▸ **DATASET**
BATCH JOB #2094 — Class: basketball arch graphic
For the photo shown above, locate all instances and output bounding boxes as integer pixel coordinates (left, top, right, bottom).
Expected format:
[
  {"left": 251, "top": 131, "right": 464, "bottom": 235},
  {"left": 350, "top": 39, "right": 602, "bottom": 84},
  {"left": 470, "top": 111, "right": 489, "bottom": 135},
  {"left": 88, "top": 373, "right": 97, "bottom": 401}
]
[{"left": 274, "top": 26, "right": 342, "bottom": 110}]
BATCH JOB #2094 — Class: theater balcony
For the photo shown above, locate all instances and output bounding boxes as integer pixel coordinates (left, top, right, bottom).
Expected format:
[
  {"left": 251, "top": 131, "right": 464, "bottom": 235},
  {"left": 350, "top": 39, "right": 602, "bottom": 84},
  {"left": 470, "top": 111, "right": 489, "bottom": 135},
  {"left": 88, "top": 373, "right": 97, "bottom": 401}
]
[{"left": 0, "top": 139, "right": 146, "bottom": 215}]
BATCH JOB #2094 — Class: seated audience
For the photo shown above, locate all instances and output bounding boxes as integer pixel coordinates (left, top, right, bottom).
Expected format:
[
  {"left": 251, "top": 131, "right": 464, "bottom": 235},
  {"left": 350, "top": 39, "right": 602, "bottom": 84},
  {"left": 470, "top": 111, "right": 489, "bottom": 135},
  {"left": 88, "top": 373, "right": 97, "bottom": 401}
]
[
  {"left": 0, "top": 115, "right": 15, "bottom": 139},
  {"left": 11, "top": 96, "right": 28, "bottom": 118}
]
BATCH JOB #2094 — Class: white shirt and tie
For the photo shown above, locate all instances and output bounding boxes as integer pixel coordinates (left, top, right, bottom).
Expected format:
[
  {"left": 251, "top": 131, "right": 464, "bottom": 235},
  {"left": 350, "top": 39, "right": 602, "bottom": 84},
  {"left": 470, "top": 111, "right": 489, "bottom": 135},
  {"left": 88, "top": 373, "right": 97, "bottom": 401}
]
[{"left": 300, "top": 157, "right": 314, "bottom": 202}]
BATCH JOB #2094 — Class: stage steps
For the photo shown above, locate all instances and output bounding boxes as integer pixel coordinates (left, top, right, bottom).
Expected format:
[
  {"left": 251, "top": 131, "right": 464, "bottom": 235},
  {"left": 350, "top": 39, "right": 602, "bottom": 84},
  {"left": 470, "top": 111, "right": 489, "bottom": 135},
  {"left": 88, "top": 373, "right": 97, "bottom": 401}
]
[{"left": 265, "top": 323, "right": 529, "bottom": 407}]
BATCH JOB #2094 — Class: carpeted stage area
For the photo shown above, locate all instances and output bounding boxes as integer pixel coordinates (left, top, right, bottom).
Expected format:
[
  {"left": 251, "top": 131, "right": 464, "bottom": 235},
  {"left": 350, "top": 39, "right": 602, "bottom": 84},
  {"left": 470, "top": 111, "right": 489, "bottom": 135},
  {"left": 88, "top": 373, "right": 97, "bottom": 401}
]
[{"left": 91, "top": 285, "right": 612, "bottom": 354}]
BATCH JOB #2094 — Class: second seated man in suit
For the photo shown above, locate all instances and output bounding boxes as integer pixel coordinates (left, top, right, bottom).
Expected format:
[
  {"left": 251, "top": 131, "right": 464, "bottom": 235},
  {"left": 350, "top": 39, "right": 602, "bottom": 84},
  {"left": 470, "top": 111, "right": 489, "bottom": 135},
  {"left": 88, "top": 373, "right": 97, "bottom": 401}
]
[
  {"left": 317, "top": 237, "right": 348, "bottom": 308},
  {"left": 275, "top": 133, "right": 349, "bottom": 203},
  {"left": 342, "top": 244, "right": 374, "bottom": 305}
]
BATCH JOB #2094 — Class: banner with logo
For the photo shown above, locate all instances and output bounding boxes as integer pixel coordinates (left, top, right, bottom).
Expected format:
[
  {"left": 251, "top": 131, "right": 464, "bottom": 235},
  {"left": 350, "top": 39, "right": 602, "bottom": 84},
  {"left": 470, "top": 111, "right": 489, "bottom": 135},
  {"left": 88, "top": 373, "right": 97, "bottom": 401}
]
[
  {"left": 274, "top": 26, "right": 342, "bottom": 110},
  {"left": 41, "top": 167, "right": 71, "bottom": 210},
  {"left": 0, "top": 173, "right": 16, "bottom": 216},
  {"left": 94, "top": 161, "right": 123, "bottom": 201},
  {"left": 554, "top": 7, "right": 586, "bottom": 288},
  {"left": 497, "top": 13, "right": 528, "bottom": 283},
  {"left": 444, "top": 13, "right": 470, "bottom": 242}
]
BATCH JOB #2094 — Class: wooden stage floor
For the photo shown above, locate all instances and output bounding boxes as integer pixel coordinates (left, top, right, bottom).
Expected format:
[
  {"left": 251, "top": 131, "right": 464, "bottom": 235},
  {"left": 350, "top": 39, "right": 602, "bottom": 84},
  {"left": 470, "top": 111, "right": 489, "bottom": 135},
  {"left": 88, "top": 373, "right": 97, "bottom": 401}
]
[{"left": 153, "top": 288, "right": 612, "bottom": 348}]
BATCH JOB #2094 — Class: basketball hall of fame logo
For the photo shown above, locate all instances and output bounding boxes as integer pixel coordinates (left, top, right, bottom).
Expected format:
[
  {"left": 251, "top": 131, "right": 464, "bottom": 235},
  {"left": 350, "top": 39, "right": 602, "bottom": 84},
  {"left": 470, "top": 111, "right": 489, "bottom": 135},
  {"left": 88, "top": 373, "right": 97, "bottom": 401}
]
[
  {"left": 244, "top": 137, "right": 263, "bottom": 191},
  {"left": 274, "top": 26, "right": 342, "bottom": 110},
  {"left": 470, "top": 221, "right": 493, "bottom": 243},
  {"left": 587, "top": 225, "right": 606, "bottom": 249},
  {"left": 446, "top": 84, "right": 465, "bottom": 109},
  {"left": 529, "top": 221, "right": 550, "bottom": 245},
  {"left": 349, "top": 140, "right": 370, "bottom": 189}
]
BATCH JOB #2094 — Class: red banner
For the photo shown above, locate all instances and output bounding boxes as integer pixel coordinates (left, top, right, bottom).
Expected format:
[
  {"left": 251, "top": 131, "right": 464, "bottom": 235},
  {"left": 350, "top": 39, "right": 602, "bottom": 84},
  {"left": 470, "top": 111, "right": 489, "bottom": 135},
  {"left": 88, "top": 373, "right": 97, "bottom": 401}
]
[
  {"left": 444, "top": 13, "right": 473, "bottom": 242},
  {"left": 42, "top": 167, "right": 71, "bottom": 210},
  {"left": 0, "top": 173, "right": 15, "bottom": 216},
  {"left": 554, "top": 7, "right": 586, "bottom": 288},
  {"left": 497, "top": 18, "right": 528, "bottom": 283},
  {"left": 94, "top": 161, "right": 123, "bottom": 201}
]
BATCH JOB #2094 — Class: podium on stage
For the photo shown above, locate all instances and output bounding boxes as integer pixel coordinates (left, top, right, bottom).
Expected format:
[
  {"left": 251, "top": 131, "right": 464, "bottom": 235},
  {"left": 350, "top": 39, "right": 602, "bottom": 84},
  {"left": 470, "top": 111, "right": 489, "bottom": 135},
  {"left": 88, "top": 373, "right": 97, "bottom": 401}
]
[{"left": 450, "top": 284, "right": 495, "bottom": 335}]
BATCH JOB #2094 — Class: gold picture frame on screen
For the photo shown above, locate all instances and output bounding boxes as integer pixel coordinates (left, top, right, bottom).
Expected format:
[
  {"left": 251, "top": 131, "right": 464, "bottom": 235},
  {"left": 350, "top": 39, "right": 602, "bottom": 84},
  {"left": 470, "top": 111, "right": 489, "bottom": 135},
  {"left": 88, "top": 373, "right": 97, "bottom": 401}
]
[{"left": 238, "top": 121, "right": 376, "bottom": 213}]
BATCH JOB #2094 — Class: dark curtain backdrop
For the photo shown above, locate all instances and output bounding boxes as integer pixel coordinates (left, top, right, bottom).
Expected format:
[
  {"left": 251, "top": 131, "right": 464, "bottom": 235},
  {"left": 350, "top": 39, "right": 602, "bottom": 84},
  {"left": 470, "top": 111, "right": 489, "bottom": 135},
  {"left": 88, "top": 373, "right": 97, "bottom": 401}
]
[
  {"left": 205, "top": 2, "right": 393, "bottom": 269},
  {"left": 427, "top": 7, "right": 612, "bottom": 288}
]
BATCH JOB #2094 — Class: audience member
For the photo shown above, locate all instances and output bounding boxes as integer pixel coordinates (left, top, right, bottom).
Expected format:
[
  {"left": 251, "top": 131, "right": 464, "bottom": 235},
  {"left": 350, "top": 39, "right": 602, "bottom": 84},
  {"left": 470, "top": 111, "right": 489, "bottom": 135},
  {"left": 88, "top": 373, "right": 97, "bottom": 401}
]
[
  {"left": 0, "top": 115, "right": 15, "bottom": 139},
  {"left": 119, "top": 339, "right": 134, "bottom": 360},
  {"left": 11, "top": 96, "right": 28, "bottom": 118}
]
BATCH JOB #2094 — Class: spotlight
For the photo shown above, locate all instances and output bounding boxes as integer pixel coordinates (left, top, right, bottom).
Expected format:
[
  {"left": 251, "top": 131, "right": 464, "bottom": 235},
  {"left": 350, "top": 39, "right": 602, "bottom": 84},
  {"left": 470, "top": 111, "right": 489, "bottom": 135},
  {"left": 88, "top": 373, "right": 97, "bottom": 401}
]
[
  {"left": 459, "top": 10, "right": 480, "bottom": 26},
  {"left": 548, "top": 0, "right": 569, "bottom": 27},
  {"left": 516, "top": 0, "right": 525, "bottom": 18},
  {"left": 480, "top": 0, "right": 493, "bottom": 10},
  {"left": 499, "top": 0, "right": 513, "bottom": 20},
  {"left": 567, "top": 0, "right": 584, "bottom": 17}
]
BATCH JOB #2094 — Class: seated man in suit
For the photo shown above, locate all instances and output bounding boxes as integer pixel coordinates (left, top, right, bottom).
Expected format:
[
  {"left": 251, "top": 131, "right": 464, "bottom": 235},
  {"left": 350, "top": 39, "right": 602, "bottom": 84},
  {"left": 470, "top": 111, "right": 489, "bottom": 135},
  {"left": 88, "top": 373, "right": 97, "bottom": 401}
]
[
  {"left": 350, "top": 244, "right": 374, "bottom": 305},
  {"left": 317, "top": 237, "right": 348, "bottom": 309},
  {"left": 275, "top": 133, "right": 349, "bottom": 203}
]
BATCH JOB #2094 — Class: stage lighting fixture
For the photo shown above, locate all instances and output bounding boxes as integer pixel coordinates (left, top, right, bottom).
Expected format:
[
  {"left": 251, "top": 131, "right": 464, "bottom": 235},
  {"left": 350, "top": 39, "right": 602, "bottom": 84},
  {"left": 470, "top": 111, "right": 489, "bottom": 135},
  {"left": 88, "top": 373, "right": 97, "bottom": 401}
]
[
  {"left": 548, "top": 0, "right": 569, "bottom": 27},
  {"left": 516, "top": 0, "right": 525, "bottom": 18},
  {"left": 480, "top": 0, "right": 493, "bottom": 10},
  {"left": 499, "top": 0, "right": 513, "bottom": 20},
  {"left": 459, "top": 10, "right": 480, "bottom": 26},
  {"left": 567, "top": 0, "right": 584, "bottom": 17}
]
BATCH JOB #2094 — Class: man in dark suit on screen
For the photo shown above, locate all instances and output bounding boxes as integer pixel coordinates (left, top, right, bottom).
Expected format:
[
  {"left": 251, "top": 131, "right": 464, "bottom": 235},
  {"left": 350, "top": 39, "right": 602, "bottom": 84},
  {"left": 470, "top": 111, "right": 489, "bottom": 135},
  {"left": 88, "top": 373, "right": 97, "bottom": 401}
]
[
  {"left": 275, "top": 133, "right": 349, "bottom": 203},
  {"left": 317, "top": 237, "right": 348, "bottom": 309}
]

▸ **GOAL**
How many lines of the items above contain the string "logo", matching case exactly? Reply with the number only.

▸ **COMPLETE ANSWER**
2